MOSUL, Iraq (AFP) – More Christian families have quit their homes in Mosul, a local official said on Monday, as the United Nations voiced concern at the community’s plight in the northern Iraqi city.
One Christian was killed and his nephew wounded late on Sunday when gunmen opened fire in the eastern neighbourhood of Hay al-Ekhaa, the latest in a spate of a dozen murders of Christians in the city over the past fortnight.
But there were no reports of violence on Monday after nearly 1,000 additional police moved into the city.
The violence that began late last month has provoked the exodus of more than 1,000 Christian families since Friday, although the numbers of those leaving had started to drop since the police reinforcements arrived on Sunday, according to the head of Mosul’s bureau of displaced people, Jaweat Ismael.
Another 109 families had quit the city on Sunday and Monday, Ismael said, although there was “no new wave of displacements.”

#### STATED PROBLEM
According to the Mosul report, how many additional police moved into the city? Please answer in one sentence. The material after this note comes from a separate source.

#### INFORMATION PROVIDED
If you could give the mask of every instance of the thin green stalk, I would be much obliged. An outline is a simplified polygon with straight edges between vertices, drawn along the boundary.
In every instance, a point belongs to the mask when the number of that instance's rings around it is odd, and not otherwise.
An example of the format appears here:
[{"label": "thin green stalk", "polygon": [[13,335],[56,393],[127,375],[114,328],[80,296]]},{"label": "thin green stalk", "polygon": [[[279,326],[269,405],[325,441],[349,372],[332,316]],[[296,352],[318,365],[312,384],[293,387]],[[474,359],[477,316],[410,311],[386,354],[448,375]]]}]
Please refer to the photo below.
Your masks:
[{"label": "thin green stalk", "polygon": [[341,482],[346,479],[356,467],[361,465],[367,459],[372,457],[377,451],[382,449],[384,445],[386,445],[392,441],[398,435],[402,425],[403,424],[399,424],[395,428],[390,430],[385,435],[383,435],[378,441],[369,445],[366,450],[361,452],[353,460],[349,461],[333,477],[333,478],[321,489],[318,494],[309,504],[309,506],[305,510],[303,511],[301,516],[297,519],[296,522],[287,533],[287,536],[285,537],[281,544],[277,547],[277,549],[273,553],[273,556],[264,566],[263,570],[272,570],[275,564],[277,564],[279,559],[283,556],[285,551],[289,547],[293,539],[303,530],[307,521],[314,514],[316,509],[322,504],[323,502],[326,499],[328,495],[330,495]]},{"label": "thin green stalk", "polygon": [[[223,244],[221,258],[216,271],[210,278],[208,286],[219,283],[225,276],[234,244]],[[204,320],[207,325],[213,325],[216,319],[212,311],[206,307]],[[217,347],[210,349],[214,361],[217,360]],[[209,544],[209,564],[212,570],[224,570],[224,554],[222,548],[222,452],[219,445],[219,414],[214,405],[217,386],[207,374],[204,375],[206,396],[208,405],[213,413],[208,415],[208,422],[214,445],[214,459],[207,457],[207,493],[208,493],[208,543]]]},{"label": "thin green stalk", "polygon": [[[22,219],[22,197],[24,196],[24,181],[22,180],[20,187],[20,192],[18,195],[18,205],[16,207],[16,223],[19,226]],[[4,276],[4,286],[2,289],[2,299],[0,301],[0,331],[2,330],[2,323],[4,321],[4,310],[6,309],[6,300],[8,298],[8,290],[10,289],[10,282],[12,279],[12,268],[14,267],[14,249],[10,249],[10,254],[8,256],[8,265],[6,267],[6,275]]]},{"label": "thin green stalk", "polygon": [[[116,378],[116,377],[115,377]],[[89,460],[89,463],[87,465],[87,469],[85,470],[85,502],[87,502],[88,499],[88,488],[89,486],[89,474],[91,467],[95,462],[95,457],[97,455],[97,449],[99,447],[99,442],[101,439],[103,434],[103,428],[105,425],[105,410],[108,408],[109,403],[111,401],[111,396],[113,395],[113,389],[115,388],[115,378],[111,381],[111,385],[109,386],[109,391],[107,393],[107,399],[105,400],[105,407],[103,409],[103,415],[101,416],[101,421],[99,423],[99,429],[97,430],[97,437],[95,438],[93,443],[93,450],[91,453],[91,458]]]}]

#### EXERCISE SOLUTION
Nearly 1,000 additional police moved into the city.